Parole Board Frees Man Courts Wouldn’t : Lawyers Played by Rules as Justice Failed Inmate

Times Staff Writer

Attorney Pat Beall felt torn by nagging doubts.

His client, William (Pop) Campbell, had privately confessed to him that he alone killed a barber during a robbery in this small town near Athens in the piney woods of Georgia’s Madison County. But another man, Henry Drake, had also been convicted of the murder, largely due to Campbell’s testimony. An innocent man was sitting on Death Row.

Drake was not his client, Beall reasoned. Lawyers had to focus on their own client’s best interests. Beall’s task was to protect Campbell from the electric chair. A public confession would blow his chances.

“Just shut your mouth,” Beall told Campbell. “Don’t tell anyone else.”

Despite his hard stance, Beall felt he had no easy answer--he saw himself both as a hired gun and an officer of the court. He had purposefully avoided ever seeing Drake, for he did not want the issue cast in the form of a flesh-and-blood person. In the spring of 1979, feeling uneasy, he called the Georgia State Bar Ethics Committee, seeking guidance.


The voice from the state bar walked Beall through the state ethics code. Represent your client solely, the voice said. But do not let him tell any further lies. As long as your client has not told lies while you’ve been representing him, you are under no ethical obligation to make things square with the courts about a lie he told in the past.

Beall agreed. He would let Drake’s attorney worry about Drake, but he would never put Campbell on the stand to testify again about the events of Dec. 5, 1975.

He would have stuck with that strategy, Beall said later, “but for the Christians.”

-- DATA EXCERPTS --
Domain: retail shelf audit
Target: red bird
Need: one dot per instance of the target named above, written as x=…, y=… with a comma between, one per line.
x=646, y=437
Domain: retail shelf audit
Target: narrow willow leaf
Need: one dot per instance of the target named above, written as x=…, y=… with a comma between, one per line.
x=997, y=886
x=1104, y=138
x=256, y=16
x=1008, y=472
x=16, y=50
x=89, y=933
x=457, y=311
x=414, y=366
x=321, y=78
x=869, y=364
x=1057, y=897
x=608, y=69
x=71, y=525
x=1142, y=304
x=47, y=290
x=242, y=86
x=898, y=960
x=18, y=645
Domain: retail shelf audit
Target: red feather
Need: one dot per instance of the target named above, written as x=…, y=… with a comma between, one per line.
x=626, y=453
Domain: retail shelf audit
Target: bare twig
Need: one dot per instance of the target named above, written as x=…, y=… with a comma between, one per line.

-- WRITTEN PROBLEM 1 --
Rewrite the article on the Georgia murder case, starting with "Attorney Pat Beall" and going on through "blow his chances.", with "barber" replaced by "store clerk".
-- WRITTEN PROBLEM 2 --
Write the next part of the article on the Georgia murder case, picking up after its final sentence.

-- WRITTEN RESPONSE 1 --
Attorney Pat Beall felt torn by nagging doubts.

His client, William (Pop) Campbell, had privately confessed to him that he alone killed a store clerk during a robbery in this small town near Athens in the piney woods of Georgia’s Madison County. But another man, Henry Drake, had also been convicted of the murder, largely due to Campbell’s testimony. An innocent man was sitting on Death Row.

Drake was not his client, Beall reasoned. Lawyers had to focus on their own client’s best interests. Beall’s task was to protect Campbell from the electric chair. A public confession would blow his chances.

-- WRITTEN RESPONSE 2 --
The Rev. Murphy Davis of Atlanta’s Clifton Presbyterian Church had started visiting Campbell in January of 1978, as part of that church’s prison ministry. During their first visit, Campbell had told her everything. Later, he confided in a lay member of Davis’ church, Carolyn Johnson, who had taken to visiting Campbell with her infant, bouncing the baby on Campbell’s bony knee--an unlikely but affecting vision for Death Row regulars.

In 1980, these two women started urging Campbell to put his confession on paper. Campbell began pressing the matter with Beall. Beall resisted. So Davis and Johnson came to visit Campbell one day with paper, pen and a notary public.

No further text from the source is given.